Extract the complete data exactly as given.

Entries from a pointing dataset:
§

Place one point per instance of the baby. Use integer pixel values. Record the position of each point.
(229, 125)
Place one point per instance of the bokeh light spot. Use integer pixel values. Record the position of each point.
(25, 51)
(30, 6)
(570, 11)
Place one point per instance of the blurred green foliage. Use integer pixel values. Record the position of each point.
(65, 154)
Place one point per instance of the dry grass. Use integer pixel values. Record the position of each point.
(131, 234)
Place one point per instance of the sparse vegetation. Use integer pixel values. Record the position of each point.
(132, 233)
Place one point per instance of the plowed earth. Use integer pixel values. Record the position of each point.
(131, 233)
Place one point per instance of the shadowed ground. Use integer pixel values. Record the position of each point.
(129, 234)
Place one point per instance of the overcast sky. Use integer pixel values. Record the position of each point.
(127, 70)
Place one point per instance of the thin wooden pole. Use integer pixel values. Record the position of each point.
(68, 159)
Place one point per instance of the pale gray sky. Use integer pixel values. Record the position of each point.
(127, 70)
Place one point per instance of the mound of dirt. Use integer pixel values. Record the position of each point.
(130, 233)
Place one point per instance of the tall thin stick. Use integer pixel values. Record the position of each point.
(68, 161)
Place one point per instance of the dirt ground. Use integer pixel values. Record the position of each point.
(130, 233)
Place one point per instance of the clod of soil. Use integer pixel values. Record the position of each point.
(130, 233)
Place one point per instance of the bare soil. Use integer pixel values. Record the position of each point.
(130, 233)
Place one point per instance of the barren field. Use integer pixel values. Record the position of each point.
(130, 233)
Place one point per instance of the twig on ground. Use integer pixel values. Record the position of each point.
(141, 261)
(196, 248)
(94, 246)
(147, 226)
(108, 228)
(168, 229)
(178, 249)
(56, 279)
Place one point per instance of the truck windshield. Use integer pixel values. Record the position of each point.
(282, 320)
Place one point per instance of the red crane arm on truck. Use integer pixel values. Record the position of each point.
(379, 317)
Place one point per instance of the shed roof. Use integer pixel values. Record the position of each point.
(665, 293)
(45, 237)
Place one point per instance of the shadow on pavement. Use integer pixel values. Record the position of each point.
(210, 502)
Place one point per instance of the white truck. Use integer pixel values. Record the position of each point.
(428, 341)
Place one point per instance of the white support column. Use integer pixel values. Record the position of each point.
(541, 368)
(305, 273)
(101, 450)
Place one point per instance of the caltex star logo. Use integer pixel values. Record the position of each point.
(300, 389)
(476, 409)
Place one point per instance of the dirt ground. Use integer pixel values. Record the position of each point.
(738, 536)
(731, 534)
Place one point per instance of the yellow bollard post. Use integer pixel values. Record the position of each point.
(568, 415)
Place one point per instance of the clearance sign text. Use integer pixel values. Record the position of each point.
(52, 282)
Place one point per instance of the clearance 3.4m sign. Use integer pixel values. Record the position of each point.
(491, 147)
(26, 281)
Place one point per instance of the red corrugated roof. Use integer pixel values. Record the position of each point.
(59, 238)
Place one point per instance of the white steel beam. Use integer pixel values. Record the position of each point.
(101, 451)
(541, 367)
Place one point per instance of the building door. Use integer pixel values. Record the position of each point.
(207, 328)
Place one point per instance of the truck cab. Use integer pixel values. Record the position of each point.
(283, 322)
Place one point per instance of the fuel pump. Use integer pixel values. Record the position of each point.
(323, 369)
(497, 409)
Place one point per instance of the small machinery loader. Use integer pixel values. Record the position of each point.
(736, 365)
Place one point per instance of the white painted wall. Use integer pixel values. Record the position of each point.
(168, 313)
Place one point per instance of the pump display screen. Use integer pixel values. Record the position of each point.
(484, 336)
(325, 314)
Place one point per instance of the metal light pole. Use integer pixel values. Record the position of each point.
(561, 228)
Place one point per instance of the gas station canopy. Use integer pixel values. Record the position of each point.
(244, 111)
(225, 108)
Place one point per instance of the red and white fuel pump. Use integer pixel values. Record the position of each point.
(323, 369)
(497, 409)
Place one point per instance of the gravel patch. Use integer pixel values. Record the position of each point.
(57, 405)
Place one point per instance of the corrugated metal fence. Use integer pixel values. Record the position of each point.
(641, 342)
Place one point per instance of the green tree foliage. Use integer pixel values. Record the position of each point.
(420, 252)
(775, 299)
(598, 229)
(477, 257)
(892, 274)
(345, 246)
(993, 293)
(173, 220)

§

### Response:
Place one point per instance of the baby. Use integer pixel values. Record the position of each point.
(229, 125)
Place one point per instance of the bokeh light spot. Use integer pixel values. Record the position of each point.
(25, 51)
(30, 6)
(570, 11)
Place one point per instance of the blurred green foliage. Use integer pixel values. Record the position of each point.
(65, 154)
Place one point per instance of the dry grass. Use integer pixel values. Record the position of each point.
(131, 234)
Place one point per instance of the sparse vegetation. Use integer pixel values. Record the position of each point.
(132, 233)
Place one point per instance of the plowed earth. Use integer pixel values. Record the position of each point.
(131, 233)
Place one point per instance of the shadowed ground. Use integer pixel values. Record the position of each point.
(129, 234)
Place one point per instance of the overcast sky. Use integer pixel values. Record the position of each point.
(127, 70)
Place one point per instance of the thin wooden pole. Use integer pixel values. Record the position of each point.
(68, 159)
Place one point per instance of the pale gray sky. Use integer pixel values. Record the position of each point.
(127, 70)
Place one point per instance of the mound of dirt. Use integer pixel values. Record the position of each point.
(130, 233)
Place one point per instance of the tall thin stick. Use integer pixel values. Record the position of each point.
(68, 161)
Place one point per instance of the dirt ground. Use integer pixel values. Record the position of each point.
(130, 233)
Place one point per instance of the clod of soil. Use integer pixel values. Record the position of each point.
(130, 233)
Place one point per instance of the bare soil. Use integer pixel values. Record the position of each point.
(130, 233)
Place one point per instance of the barren field. Use integer pixel values. Record the position of each point.
(130, 233)
Place one point per instance of the twig on ground. Use integer pixel values. Record the position of each point.
(141, 261)
(196, 248)
(94, 246)
(147, 226)
(108, 228)
(168, 229)
(178, 249)
(56, 279)
Place one point per instance of the truck windshield. Use integer pixel values. Record the position of each point.
(282, 320)
Place one point per instance of the red crane arm on truck. Use integer pixel values. Record the position of each point.
(379, 317)
Place one point per instance of the shed roof. Use integer pixel values. Record the position of each point.
(665, 293)
(45, 237)
Place one point per instance of the shadow on pavement. Use integer pixel values. Record the position of each point.
(210, 502)
Place one point per instance of the white truck. Use integer pixel values. Record the position of each point.
(428, 341)
Place one point per instance of the white support column. Use integer pixel values. Record the position of each point.
(541, 368)
(305, 273)
(101, 450)
Place one point per instance of the caltex star logo. Use integer pixel values. Record the position of each point.
(300, 389)
(476, 409)
Place one point per instance of the dirt ground. Use integer pixel values. Record the position of each point.
(738, 536)
(731, 534)
Place one point per instance of the yellow bollard post. Use integer pixel values. Record the position of each point.
(568, 415)
Place one point per instance of the clearance sign text. Use integer pixel values. Record the position of each point.
(52, 282)
Place one point per instance of the clearance 3.4m sign. Use integer pixel values. Record the position of each point.
(491, 147)
(26, 281)
Place one point per instance of the red corrugated roof. Use integer pixel values. Record the position of each point.
(59, 238)
Place one point per instance of the white steel beam. Use integer pixel values. Record the position of each point.
(101, 451)
(541, 367)
Place one point per instance of the building door. Use integer pixel values. Record the position of each point.
(207, 328)
Place one point per instance of the truck cab. Use integer pixel values. Record the position of each point.
(283, 322)
Place one point per instance of the fuel pump. Use integer pixel values. Record the position of each point.
(323, 369)
(497, 409)
Place one point per instance of the small machinery loader. Use integer pixel values. Record the position of each point.
(736, 365)
Place one point per instance of the white painted wall. Use integer pixel values. Record the position of each point.
(168, 313)
Place one point per instance of the pump display screen. Use integer pixel values. Record the position of each point.
(484, 336)
(325, 314)
Place one point per instance of the metal light pole. Use integer pixel values. Record the position of each point.
(561, 228)
Place one point per instance of the gas station canopy. Use integer pixel values. Record the position of each point.
(244, 111)
(225, 108)
Place one point per instance of the red and white fuel pump. Use integer pixel values. Record the position of each point.
(323, 369)
(497, 409)
Place one point per instance of the gravel patch. Use integer pixel values. Record the position of each point.
(57, 405)
Place one point per instance of the corrugated metal fence. Use integer pixel values. Record the position of each point.
(641, 342)
Place one point per instance of the green tree foliage. Use integer pixel values. Record the position of each point.
(420, 252)
(775, 299)
(598, 229)
(477, 257)
(892, 274)
(345, 246)
(993, 293)
(173, 220)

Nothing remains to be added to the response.